** PROMPT **
Copy the entries from the line containing "Target = blurred green foliage" through the line containing "x=291 y=347", both lines included, and offset every x and y coordinate in the answers by adding 52 to it. Keep the requests and their sample coordinates unchanged.

** BEGIN **

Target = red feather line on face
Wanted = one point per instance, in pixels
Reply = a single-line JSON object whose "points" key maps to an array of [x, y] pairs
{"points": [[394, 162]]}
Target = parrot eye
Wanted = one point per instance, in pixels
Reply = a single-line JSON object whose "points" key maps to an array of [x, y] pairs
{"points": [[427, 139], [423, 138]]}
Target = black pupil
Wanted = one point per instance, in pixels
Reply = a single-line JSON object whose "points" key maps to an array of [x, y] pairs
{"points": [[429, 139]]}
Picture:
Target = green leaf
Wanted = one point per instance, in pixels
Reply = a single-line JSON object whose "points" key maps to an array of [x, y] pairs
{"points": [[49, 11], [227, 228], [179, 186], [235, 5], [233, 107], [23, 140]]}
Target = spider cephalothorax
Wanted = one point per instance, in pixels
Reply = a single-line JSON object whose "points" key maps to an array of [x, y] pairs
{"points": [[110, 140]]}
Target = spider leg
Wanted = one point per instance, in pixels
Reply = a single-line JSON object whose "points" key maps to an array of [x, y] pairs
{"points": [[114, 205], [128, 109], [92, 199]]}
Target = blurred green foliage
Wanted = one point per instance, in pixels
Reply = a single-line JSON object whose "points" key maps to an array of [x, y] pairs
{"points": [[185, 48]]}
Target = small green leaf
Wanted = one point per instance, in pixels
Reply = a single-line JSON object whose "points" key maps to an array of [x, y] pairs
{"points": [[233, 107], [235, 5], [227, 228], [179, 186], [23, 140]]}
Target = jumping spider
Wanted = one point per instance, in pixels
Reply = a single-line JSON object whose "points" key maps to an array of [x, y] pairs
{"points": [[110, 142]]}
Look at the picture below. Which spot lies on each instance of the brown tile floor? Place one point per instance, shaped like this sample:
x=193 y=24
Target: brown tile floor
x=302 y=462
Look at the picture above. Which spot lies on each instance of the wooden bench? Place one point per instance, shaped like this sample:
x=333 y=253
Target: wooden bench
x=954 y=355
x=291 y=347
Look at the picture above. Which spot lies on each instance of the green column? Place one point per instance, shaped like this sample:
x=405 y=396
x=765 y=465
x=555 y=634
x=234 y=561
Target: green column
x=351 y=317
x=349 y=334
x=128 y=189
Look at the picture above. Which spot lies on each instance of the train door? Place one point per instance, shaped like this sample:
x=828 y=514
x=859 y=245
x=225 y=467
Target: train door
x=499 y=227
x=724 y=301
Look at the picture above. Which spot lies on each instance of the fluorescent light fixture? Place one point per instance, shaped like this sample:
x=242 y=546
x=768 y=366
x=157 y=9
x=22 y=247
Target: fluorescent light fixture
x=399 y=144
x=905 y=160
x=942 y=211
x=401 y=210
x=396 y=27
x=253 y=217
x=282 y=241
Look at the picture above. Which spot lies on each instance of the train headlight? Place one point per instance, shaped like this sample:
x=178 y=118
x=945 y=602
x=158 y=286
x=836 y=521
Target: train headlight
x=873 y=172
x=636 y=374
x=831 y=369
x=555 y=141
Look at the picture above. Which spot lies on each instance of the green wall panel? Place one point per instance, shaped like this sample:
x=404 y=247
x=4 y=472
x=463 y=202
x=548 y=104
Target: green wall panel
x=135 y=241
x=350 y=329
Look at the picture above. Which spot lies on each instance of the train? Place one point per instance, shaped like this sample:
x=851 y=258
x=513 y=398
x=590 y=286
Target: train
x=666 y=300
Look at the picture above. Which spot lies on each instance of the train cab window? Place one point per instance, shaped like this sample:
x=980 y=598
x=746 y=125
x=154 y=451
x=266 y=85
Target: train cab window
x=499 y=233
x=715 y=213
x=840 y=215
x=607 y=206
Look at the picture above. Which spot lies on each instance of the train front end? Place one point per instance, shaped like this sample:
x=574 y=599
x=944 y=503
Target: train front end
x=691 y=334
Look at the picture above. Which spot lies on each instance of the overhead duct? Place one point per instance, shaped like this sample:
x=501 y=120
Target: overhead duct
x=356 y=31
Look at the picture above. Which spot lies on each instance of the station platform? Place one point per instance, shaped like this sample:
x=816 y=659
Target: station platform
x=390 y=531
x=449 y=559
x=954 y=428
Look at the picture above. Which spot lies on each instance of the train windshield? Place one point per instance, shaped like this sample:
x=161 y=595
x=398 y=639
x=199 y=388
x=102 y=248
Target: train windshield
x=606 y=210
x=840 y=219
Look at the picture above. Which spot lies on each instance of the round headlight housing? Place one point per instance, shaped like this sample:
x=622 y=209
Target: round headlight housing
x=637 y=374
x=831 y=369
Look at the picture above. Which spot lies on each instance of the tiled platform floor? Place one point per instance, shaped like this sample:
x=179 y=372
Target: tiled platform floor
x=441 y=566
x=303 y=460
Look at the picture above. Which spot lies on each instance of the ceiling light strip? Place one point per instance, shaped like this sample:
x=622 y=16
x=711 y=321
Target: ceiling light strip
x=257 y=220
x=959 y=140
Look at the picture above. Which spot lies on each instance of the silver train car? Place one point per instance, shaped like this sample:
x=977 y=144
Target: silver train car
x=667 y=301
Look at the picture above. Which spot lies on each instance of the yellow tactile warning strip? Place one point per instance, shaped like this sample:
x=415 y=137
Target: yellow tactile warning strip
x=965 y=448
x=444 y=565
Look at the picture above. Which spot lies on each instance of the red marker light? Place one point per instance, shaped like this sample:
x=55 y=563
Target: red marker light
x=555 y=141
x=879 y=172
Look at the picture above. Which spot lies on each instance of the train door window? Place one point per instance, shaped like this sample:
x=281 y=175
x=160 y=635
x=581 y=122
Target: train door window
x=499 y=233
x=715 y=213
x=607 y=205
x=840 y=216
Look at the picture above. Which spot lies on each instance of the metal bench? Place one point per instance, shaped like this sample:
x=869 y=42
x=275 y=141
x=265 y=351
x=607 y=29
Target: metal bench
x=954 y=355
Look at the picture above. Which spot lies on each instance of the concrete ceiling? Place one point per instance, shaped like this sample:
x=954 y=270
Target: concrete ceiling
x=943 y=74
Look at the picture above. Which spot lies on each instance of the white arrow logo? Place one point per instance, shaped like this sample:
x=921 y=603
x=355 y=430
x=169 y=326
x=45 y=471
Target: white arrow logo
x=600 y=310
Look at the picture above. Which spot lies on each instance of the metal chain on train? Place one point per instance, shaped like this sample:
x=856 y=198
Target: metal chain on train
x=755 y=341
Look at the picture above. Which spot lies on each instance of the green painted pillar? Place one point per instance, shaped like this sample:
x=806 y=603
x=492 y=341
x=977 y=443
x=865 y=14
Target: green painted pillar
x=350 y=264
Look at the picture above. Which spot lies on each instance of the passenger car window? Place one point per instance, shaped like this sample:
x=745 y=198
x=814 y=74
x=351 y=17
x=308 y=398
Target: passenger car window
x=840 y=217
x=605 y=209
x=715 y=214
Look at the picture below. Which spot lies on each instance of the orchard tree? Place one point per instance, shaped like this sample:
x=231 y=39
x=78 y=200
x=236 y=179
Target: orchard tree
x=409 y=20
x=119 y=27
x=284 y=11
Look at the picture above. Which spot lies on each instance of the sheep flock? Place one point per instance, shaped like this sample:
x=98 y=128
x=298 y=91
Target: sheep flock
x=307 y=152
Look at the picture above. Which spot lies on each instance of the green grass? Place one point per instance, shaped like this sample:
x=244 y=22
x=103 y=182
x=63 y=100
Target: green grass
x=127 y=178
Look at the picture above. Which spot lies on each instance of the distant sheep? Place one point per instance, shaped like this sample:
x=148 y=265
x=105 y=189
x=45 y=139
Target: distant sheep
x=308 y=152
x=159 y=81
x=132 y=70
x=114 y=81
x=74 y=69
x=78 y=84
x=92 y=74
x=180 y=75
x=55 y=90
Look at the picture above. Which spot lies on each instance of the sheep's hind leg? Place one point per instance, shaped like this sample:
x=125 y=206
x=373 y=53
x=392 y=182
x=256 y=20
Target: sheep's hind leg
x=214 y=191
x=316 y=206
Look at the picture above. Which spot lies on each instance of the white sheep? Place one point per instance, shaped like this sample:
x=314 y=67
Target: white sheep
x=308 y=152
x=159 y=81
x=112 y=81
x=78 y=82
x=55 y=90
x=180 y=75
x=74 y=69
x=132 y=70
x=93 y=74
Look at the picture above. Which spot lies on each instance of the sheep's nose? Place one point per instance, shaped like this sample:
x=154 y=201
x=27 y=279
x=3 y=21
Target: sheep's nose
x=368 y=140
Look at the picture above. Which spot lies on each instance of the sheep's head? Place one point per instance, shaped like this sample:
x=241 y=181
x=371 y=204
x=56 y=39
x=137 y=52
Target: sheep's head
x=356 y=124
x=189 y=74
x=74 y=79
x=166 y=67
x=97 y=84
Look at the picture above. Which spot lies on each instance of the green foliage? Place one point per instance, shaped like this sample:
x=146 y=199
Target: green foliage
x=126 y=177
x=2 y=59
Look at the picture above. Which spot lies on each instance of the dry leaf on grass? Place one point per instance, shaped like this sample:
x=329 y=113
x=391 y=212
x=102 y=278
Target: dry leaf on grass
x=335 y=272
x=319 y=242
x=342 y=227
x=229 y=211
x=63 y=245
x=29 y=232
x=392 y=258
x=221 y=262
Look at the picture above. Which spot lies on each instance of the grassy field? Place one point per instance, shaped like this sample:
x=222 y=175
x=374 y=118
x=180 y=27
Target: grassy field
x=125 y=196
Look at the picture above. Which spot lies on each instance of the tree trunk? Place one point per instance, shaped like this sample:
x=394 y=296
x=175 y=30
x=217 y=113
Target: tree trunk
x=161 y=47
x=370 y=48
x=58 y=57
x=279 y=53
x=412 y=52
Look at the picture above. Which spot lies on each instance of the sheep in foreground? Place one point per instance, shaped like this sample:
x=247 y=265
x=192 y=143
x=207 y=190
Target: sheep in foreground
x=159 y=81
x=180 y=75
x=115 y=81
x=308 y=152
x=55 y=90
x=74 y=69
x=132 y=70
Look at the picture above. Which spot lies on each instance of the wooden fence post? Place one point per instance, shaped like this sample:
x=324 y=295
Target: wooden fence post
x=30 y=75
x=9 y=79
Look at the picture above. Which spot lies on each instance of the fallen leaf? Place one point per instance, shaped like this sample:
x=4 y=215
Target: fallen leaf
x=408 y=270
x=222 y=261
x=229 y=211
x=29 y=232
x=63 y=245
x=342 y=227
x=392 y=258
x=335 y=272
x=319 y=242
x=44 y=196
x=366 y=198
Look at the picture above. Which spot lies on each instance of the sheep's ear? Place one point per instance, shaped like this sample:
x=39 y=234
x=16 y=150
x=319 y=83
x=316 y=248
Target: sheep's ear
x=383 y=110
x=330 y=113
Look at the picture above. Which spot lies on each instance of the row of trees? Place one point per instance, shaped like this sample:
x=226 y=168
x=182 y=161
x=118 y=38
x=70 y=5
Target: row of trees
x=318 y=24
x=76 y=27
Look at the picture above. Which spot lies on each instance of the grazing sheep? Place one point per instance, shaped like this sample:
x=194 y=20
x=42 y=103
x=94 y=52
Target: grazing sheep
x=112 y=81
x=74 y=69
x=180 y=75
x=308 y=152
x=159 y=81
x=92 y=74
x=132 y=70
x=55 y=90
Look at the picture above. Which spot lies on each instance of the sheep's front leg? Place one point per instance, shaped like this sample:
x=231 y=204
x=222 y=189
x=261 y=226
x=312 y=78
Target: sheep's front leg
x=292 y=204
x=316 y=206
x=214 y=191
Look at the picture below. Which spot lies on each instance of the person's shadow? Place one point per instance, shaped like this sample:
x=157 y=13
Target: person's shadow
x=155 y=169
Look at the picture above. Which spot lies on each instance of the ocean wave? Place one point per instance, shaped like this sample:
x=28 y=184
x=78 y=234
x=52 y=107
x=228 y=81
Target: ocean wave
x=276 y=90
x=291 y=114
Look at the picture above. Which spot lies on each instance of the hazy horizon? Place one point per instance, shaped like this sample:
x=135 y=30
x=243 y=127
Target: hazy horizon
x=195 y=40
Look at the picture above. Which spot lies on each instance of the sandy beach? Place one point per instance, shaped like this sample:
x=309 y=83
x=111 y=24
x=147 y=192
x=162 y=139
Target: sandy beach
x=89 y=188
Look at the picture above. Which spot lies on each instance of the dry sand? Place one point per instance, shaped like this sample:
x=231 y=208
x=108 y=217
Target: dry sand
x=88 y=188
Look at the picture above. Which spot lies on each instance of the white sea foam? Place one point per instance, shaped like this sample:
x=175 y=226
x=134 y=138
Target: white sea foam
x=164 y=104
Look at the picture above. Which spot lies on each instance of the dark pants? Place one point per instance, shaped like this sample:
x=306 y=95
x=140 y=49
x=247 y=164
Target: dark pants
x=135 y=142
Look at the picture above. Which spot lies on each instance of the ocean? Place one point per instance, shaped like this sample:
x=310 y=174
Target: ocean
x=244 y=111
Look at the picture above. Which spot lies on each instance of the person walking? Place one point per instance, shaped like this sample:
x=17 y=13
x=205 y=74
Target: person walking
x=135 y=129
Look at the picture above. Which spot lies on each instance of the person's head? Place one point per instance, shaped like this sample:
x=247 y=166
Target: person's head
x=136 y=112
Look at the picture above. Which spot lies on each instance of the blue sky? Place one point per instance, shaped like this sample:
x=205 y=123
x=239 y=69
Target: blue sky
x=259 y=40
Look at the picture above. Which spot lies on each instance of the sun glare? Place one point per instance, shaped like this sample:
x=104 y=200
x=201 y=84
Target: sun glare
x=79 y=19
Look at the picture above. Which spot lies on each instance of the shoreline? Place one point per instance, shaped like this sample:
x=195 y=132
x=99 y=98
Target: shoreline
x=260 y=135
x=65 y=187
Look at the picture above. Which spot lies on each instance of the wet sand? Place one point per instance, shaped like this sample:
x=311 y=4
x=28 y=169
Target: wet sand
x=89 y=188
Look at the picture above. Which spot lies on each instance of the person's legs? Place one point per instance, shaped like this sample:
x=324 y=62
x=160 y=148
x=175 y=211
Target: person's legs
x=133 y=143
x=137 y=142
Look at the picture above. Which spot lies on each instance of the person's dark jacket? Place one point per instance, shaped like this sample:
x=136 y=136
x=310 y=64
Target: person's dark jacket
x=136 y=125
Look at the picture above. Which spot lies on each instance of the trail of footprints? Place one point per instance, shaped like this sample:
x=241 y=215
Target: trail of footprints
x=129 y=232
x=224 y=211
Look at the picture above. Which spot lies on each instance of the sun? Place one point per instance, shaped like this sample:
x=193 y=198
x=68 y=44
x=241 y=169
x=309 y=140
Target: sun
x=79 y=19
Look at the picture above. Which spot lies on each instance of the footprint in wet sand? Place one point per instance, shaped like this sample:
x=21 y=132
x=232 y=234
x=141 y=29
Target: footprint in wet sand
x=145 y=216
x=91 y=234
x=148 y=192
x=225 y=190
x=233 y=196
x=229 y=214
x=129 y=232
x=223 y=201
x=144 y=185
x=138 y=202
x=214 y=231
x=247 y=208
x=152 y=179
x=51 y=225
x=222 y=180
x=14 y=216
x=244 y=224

** END **

** FULL RESPONSE **
Target = blurred green foliage
Wanted = one point per instance, in pixels
Reply = a single-line JSON object whose "points" key maps to an array of [x, y] pairs
{"points": [[237, 100]]}
Target = small green leaf
Wanted = one point per instance, in pixels
Reply = a single-line JSON object whose "points" key maps to an array of [x, y] pairs
{"points": [[285, 159], [287, 57], [279, 280], [231, 238], [75, 192]]}
Target = jumping spider
Wanted = one point per instance, in pixels
Reply = a single-line JSON object whose "points" key maps to an array of [x, y] pairs
{"points": [[162, 194]]}
Look at the picture below. Which spot lies on each instance of the brown tile floor? Place one point per instance, shaped like this sample:
x=193 y=24
Target: brown tile floor
x=354 y=514
Look at the picture above. Which spot lies on each instance of the wooden bench? Place one point per instance, shaped like this sample:
x=333 y=253
Target: wooden bench
x=1006 y=407
x=343 y=399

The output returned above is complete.